▶ **Exercise directions**: Reproduce the listing from the line containing "Where can you find the orange" through the end of the listing, inclusive, substituting "image" for every "photo" and leaving all else unchanged. Omit the pictures from your answer.

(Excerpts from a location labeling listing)
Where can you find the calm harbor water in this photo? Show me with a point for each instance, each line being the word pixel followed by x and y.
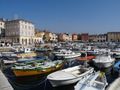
pixel 41 83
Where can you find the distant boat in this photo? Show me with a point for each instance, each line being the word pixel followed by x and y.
pixel 69 75
pixel 67 54
pixel 115 85
pixel 116 67
pixel 36 67
pixel 103 61
pixel 94 81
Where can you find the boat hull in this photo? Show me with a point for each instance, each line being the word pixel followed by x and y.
pixel 56 83
pixel 103 65
pixel 66 80
pixel 21 73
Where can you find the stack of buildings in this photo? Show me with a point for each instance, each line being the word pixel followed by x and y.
pixel 24 32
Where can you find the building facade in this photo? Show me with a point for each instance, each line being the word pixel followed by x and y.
pixel 20 31
pixel 2 28
pixel 98 38
pixel 113 36
pixel 64 37
pixel 101 38
pixel 74 37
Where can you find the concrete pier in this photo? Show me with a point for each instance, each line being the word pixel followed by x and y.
pixel 4 84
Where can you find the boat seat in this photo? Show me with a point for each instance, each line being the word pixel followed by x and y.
pixel 99 82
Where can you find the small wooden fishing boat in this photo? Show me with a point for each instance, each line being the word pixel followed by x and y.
pixel 36 68
pixel 94 81
pixel 69 75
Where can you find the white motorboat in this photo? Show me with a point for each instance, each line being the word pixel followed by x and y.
pixel 59 51
pixel 115 85
pixel 103 61
pixel 68 54
pixel 94 81
pixel 69 75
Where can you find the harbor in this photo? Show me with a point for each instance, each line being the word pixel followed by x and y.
pixel 59 45
pixel 35 67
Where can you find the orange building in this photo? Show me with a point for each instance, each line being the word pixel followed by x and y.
pixel 74 37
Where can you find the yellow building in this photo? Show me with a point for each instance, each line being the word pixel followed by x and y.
pixel 20 31
pixel 113 36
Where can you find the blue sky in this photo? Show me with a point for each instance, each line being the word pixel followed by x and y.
pixel 72 16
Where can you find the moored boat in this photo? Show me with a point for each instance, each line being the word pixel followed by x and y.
pixel 69 75
pixel 94 81
pixel 103 61
pixel 68 54
pixel 36 67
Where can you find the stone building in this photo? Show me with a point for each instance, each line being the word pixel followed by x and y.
pixel 85 37
pixel 20 31
pixel 74 37
pixel 113 36
pixel 2 28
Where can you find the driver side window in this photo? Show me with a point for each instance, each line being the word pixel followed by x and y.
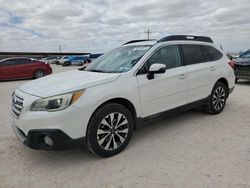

▶ **Result for this exercise**:
Where can you find the orange building in this image? Show me with a point for each instance, each line being the word pixel followed by x and y.
pixel 74 37
Where can you find the yellow building in this image? Show me with a point for each instance, each line being the word pixel followed by x and y.
pixel 20 31
pixel 113 36
Where can you find the blue sky in this image? Show me with a point for each instance, each line being the word pixel followed by x and y.
pixel 72 16
Where can you find the moored boat in this image? Show me with a point for each instance, each line being the word pixel followed by x and y.
pixel 69 75
pixel 94 81
pixel 103 61
pixel 68 54
pixel 36 67
Where can you find the stone building in this image? Show me with a point for each instance, each line being the word pixel followed by x and y.
pixel 85 37
pixel 20 31
pixel 74 37
pixel 113 36
pixel 2 28
Where can you find the driver side window in this image? Show me with a point for each instance, each line being the word pixel followed by x and y.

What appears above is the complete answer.